───── INPUT

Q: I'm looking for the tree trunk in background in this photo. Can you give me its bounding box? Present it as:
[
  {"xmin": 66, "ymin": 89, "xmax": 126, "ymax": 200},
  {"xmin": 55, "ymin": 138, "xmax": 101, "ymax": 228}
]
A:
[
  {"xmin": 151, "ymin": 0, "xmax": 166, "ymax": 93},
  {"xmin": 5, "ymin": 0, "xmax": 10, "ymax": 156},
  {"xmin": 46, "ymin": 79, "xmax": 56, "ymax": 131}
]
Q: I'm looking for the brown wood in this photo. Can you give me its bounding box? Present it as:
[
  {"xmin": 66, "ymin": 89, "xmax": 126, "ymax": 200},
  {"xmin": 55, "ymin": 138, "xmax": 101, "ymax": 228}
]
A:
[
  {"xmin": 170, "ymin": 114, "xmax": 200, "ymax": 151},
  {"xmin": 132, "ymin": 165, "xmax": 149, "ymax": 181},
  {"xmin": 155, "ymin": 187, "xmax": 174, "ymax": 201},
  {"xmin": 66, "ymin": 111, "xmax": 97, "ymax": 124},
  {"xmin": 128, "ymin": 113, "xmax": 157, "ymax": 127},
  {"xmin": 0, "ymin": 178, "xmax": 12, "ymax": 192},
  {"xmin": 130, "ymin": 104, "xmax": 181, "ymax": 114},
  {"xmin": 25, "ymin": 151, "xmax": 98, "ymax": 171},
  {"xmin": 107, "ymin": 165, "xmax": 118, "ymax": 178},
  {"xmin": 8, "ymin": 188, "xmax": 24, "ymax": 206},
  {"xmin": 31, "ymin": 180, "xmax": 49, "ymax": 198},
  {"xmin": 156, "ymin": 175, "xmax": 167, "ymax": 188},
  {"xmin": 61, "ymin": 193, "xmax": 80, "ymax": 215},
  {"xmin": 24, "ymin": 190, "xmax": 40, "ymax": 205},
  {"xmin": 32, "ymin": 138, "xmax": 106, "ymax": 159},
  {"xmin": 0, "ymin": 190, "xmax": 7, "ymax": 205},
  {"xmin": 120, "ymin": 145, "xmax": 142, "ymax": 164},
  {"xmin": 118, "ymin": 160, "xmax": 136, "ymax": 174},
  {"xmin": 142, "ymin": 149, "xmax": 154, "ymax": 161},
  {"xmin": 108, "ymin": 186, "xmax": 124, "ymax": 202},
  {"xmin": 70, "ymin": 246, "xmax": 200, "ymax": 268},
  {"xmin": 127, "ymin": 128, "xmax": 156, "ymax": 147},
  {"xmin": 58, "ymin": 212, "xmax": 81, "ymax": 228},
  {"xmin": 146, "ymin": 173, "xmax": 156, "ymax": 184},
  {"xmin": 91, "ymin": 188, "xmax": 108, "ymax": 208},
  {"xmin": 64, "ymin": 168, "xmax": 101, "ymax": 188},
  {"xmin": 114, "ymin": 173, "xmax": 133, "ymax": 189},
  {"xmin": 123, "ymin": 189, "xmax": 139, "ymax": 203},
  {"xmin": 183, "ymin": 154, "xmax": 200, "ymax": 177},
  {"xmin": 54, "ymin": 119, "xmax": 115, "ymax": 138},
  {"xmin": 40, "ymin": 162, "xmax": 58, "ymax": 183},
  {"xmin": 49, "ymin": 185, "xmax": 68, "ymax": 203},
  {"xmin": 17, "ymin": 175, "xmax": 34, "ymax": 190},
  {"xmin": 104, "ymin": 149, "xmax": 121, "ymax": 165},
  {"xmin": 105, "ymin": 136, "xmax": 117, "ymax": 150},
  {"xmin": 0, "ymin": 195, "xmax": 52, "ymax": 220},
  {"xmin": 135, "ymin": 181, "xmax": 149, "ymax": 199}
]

──────────

Extract the full listing above without altering anything.

## WRITTEN ANSWER
Q: I'm looking for the tree trunk in background in this photo. Can you give me its bounding box? Present it as:
[
  {"xmin": 66, "ymin": 89, "xmax": 126, "ymax": 200},
  {"xmin": 55, "ymin": 138, "xmax": 101, "ymax": 228}
]
A:
[
  {"xmin": 151, "ymin": 0, "xmax": 166, "ymax": 93},
  {"xmin": 5, "ymin": 0, "xmax": 10, "ymax": 156},
  {"xmin": 46, "ymin": 79, "xmax": 56, "ymax": 131}
]
Q: I'm looking for the brown wood in this photo. Can you give me its bounding box? Present it as:
[
  {"xmin": 66, "ymin": 89, "xmax": 126, "ymax": 200},
  {"xmin": 55, "ymin": 138, "xmax": 101, "ymax": 228}
]
A:
[
  {"xmin": 170, "ymin": 114, "xmax": 200, "ymax": 151},
  {"xmin": 132, "ymin": 165, "xmax": 149, "ymax": 181},
  {"xmin": 155, "ymin": 187, "xmax": 174, "ymax": 201},
  {"xmin": 66, "ymin": 111, "xmax": 97, "ymax": 124},
  {"xmin": 128, "ymin": 113, "xmax": 157, "ymax": 127},
  {"xmin": 0, "ymin": 178, "xmax": 12, "ymax": 192},
  {"xmin": 130, "ymin": 104, "xmax": 181, "ymax": 114},
  {"xmin": 25, "ymin": 151, "xmax": 98, "ymax": 171},
  {"xmin": 107, "ymin": 165, "xmax": 118, "ymax": 178},
  {"xmin": 8, "ymin": 188, "xmax": 24, "ymax": 206},
  {"xmin": 31, "ymin": 180, "xmax": 49, "ymax": 198},
  {"xmin": 156, "ymin": 175, "xmax": 167, "ymax": 188},
  {"xmin": 61, "ymin": 193, "xmax": 80, "ymax": 215},
  {"xmin": 24, "ymin": 190, "xmax": 40, "ymax": 205},
  {"xmin": 32, "ymin": 138, "xmax": 106, "ymax": 159},
  {"xmin": 0, "ymin": 190, "xmax": 7, "ymax": 205},
  {"xmin": 120, "ymin": 145, "xmax": 142, "ymax": 164},
  {"xmin": 118, "ymin": 160, "xmax": 136, "ymax": 174},
  {"xmin": 142, "ymin": 149, "xmax": 154, "ymax": 161},
  {"xmin": 108, "ymin": 186, "xmax": 124, "ymax": 202},
  {"xmin": 70, "ymin": 246, "xmax": 200, "ymax": 268},
  {"xmin": 127, "ymin": 128, "xmax": 156, "ymax": 147},
  {"xmin": 58, "ymin": 212, "xmax": 81, "ymax": 228},
  {"xmin": 146, "ymin": 173, "xmax": 156, "ymax": 184},
  {"xmin": 91, "ymin": 188, "xmax": 108, "ymax": 208},
  {"xmin": 64, "ymin": 168, "xmax": 101, "ymax": 188},
  {"xmin": 114, "ymin": 173, "xmax": 133, "ymax": 189},
  {"xmin": 123, "ymin": 189, "xmax": 139, "ymax": 203},
  {"xmin": 183, "ymin": 154, "xmax": 200, "ymax": 177},
  {"xmin": 54, "ymin": 119, "xmax": 115, "ymax": 138},
  {"xmin": 40, "ymin": 162, "xmax": 58, "ymax": 183},
  {"xmin": 49, "ymin": 185, "xmax": 68, "ymax": 203},
  {"xmin": 17, "ymin": 175, "xmax": 34, "ymax": 190},
  {"xmin": 104, "ymin": 149, "xmax": 121, "ymax": 165},
  {"xmin": 105, "ymin": 136, "xmax": 117, "ymax": 150},
  {"xmin": 0, "ymin": 195, "xmax": 52, "ymax": 220},
  {"xmin": 135, "ymin": 181, "xmax": 149, "ymax": 199}
]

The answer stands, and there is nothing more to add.